**Source text**
Random data compression part 2 -- starting to see results now

Hello everyone at Ethereum Research, a while back I spoke to you all about random data compression and how I believe it may be possible. I’ve since made considerable progress from that point, including getting to the point where I believe I can demonstrate my approach. Though my code is designed to run on a Spark cluster – I use 240~ cores for testing 1 / 61 completion of the algorithm which takes a while. In practice a full run of the algorithm would benefit from a larger cluster.

The link to the paper I wrote for my approach is here: 16 Apr, 2021 - An algorithm for random data compression

My attempt to give a simple el5:

  1. Store data in 17 bit words in a golomb-coded set (GCS) – this has the same properties of a bloom filter but it’s smaller.
  2. Entire algorithm is then based on recreating words stored in the set.
  3. Make a list for each word filled by brute forcing every value in a 17 bit word at each offset. These are the candidates.
  4. Write down the offsets in these lists to the correct word. These are the nodes.
  5. Break down the nodes into lists of 8 elements. Inside these 8 element lists, break them into pairs.
  6. Hash each pair, to make a hash list of four hashes.
  7. Do proof-of-work on each hash, look for patterns that are highly unlikely. Find a nonce that makes the most unlikely pattern.
  8. Store information about the nonce patterns in meta data with the nonce.
  9. You can now use the meta-data to build a list of possible 8 element offset lists.
  10. You write down the correct offset of the 8 element set you want.

I’ve defined a new algorithm for representing information in a probabilistic fashion that can be used to compress random data. It relies on using the unlikely prefixes in nonce patterns as heuristic filters to recreate indexes that serve as data pointers into a list of tables. Collisions are an expected property of the GCS – and the algorithm is all about reducing result sets in two main stages – the GCS candidates and the q set candidates.

**Records supplied**
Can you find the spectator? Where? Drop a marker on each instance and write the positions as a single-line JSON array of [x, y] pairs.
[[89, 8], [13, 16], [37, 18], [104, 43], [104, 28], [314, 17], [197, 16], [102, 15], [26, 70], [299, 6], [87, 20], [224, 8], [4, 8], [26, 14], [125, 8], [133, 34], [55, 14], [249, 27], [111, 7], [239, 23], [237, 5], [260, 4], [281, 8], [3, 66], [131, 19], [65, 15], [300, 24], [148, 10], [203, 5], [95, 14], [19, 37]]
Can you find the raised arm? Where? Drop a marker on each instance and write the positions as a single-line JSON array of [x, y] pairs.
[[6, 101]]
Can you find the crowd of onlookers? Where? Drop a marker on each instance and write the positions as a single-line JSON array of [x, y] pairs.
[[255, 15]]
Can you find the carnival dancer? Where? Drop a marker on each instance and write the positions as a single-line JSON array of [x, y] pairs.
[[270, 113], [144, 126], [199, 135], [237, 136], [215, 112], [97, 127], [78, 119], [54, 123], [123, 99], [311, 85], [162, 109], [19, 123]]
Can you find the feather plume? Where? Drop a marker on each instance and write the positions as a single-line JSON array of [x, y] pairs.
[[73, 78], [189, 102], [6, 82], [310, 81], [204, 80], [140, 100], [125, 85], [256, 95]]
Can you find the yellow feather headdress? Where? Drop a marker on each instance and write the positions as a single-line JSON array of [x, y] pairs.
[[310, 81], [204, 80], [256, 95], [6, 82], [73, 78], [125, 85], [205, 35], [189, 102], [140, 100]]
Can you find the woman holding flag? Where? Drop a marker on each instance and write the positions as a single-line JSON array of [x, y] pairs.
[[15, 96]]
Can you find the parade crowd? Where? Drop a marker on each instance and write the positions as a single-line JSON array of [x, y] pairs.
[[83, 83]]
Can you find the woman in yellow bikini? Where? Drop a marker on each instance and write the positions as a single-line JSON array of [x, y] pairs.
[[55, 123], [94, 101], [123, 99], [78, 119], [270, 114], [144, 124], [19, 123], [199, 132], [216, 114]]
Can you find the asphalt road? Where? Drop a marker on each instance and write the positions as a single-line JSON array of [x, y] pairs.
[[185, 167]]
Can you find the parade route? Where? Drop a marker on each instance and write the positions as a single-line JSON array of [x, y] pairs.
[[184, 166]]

**Tasks and exercises**
- a) In the post on random data compression, how many bits long is each word stored in the golomb-coded set?
- b) Copy word for word the part of the post on random data compression starting with "3. Make a list" and going on through "them into pairs.".
- c) Resume the post on random data compression, carrying it on after its last sentence.
These entries come from a separate source.

**The responses**
- a) 17 bits.

- b)
3. Make a list for each word filled by brute forcing every value in a 17 bit word at each offset. These are the candidates.
  4. Write down the offsets in these lists to the correct word. These are the nodes.
  5. Break down the nodes into lists of 8 elements. Inside these 8 element lists, break them into pairs.

- c)
People are going to ask me how this addresses the pigeon hole principle and the answer is that I don’t know. In my mind the GCS structure is a super-position that allows for multiple over-lapping pieces of data to be re-mapped to smaller keys. That’s an inherent properly of what a GCS allows. The collisions are resolved by addressing the indexes to the right words, and then the right list of index lists at the end. This bypasses the address-size restrictions with the counting argument. That’s how I visualize it… maybe I’m wrong though.

At the very least this heuristic algorithm can do things within space restrictions that I’ve never before seen with any other algorithm and I think this makes this a new approach that could be potentially useful. I don’t claim to have all the answers and parts of the paper might make no sense. I’d appreciate it if some smart people could give this a look though! P.S. will be writing basic how-tos for my code experiments on Github but you will need a small cluster to run them!

I’ve slowly been turning my experiments into a CLI program that will allow any 1 KB files to be re-arranged / compressed and decompressed. Hoping to get most of it done over the weekend. It will be a while before I can secure access to a cluster large enough to run my full proof though. I’ve only proven the general approach works by testing the heuristic algorithm for a q set and that it can be encoded in its reserved space. In reality, I also cheated there by skipping a step that would have made it 14 times as difficult, but statistically there’s no reason why that wouldn’t have worked, too.

My goal will be to get this all to run on Google Cloud using a spark cluster easily so people can verify my proof. I’ll need to give some idea of the cost too which I suspect will be a few hundred. But it’s worth it to prove that something ‘impossible’ has a practical approach that works. If people accept the general idea works then there may be enough interest to optimize this for a GPU implementation. Then, perhaps that would run on a single card?

I’ve added measures for detecting and resolving collisions. The remarkable property of an algorithm like this is there can be multiple solutions for the same value so in the unfortunate case that a collision arises another pathway can be used. I’ve also added in a simple checksum feature which will help to steer away collisions, too. It will not be possible to prevent collisions entirely (they are a mathematical certainty of moving large ranges into smaller ones) but these measures help improve practicality.

I’m not able to do any more research until I secure a larger cluster. I’m aiming to acquire the resources to put together a 2048 core cluster and run the full compression and decompression cycle. But depending on luck – this may take quite a number of months. In the mean time, I’ll just be aiming to improve test coverage and quality of my code. So when I do get access to compute resources everything goes as smoothly as possible. That’s all for now.

Have you considered just running on cheap elastic cloud VMs? A 2048 core preemptible cluster costs $13/hour on Google Cloud.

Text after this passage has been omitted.